- [Extrait de page]

════

Depuis cinq ans, nous avons parfois fait face à l’incompréhension des pouvoirs publics quant aux fondements de notre initiative, voire même à leur mépris caractérisé. Malgré plus de 1 600 signatures à notre pétition initiée au mois d’avril, des articles de presse et autres reportages vidéo, des dizaines de témoignages et le soutien des habitants et de quelques rares élus, la Ville de Paris semble confirmer son désintérêt pour les initiatives au sein des quartiers pauvres, ne nous permettant pas de mettre en œuvre une alternative aux distributeurs traditionnels et discount dans cette zone.
Notre dette à Paris Habitat
D’abord prévu comme une escale vers un autre local, dont l’aménagement était assuré par l’obtention du budget participatif dont nous avons été lauréats (300 000 € fléchés investissement, jamais perçus), nous nous installons en août 2021 rue Félix-Terrier, dans le 20e, dans ce pied d’immeuble “commercial” livré brut de béton – et sans connexion internet ni prise téléphone. Le loyer pratiqué par Paris Habitat y est démesuré et injustifié, mais n’ayant d’autre solution à court terme et espérant pouvoir négocier celui-ci, nous signons un bail de deux ans. Nous mobilisons alors les bénévoles afin d’effectuer des travaux de rénovation (maçonnerie, plomberie, carrelage, assainissement), pour rendre le local praticable, le tout à nos frais.

════

- [Matériel présenté]
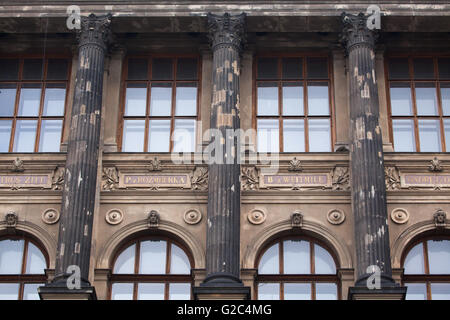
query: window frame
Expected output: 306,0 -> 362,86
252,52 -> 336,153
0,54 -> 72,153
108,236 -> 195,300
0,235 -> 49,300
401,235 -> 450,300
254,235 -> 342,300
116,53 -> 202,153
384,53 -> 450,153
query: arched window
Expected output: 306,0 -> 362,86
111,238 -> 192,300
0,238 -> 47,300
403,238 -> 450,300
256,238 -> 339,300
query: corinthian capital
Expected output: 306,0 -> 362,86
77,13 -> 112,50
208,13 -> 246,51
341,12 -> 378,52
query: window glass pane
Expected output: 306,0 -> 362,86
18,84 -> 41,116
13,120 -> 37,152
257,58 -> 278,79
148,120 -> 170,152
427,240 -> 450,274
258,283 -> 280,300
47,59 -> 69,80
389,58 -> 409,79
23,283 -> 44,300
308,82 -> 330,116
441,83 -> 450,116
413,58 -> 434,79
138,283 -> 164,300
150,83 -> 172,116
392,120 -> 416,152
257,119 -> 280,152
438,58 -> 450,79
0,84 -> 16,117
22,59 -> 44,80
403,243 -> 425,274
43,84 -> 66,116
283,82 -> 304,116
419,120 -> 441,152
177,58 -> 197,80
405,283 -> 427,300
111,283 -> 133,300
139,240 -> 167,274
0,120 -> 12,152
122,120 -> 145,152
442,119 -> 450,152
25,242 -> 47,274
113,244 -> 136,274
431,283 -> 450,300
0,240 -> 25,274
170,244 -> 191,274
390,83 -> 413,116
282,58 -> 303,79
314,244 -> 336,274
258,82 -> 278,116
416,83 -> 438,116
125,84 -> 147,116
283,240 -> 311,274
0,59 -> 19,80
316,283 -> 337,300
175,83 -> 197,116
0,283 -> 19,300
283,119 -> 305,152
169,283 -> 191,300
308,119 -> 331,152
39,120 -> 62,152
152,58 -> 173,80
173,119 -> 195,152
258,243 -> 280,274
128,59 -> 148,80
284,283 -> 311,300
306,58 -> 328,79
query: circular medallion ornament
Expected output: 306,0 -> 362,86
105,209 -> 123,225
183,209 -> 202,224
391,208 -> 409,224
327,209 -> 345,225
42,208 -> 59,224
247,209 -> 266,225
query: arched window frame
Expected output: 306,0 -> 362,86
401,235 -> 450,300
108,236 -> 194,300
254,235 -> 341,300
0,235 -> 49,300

════

- [Travail demandé]
a – Traduisez en anglais la phrase suivante de l'extrait sur la dette envers Paris Habitat : « Le loyer pratiqué par Paris Habitat y est démesuré et injustifié, mais n’ayant d’autre solution à court terme et espérant pouvoir négocier celui-ci, nous signons un bail de deux ans. »
b – D'après l'extrait sur la dette envers Paris Habitat, pourquoi l'association signe-t-elle un bail de deux ans malgré un loyer jugé démesuré ? Répondez en une à trois phrases.
c – Poursuivez l'extrait sur la dette envers Paris Habitat à la suite de sa dernière phrase.

- [Réponses attendues]
a – The rent charged by Paris Habitat there is excessive and unjustified, but having no other solution in the short term and hoping to be able to negotiate it, we sign a two-year lease.

b – Elle n'avait aucune autre solution à court terme. Elle espérait aussi pouvoir négocier ce loyer.

c –
Depuis, nous essayons de faire notre part pour le droit à une alimentation de qualité dans le quartier le plus pauvre des parcs Paris Habitat en expérimentant avec ses habitants le modèle coopératif. Ce bailleur n’a jamais répondu à nos multiples demandes de négociation, malgré nos relances et ses engagements auprès de la Mairie du 20e. Il ne donne pas non plus d’explications sur les écarts flagrants entre les loyers des structures similaires dans le quartier. Persistant dans notre souhait d’obtenir des réponses, nous avons fait le choix de ne pas régler ce loyer en intégralité. Nous avons finalement contracté une dette qui nous empêche de trouver un autre local, nous freine pour toute demande de subvention et mobilise un temps de travail important de notre salariée et des bénévoles. On ne nous laisse aujourd’hui plus d’autre choix que la fermeture de notre coopérative et de son épicerie.
La Mairie du 20e
Malgré des encouragements au début de notre activité et un intérêt répété et affiché publiquement pour la question de l’alimentation durable dans les quartiers populaires, la Mairie du 20e – dont le maire est aussi le président de Paris Habitat – n’a jamais transformé son soutien oral en actes. Pire, son adjoint chargé de la politique de la ville répète qu’il nous faut déménager dans un quartier dont les habitants ont plus de pouvoir d’achat, une façon de ne pas reconnaître la nature de notre structure.
La Mairie de Paris
Quant à la mairie centrale, elle aura manqué plusieurs occasions de nous soutenir ces derniers mois malgré toutes nos alertes sur les difficultés rencontrées avec le bailleur. Avec d’abord la question du Budget Participatif, les Parisiens ayant voté pour cette initiative étant les premiers à être trompés sur la destination de cet argent public. Sans parler de l’arrêt soudain du versement de subventions touchées jusqu’à présent au nom de notre engagement social et de l’utilité publique reconnue de notre coopérative (agrément ESUS fin 2022).
Suite à notre récente campagne médiatique et nos interpellations officielles, le rendez-vous du 11 mai obtenu avec les cabinets en charge de la politique de la ville, de l’alimentation durable et de l’économie sociale et solidaire de la Mairie de Paris et du 20e, visait-il à nous faire taire le temps que nous ne puissions plus nous en sortir financièrement ?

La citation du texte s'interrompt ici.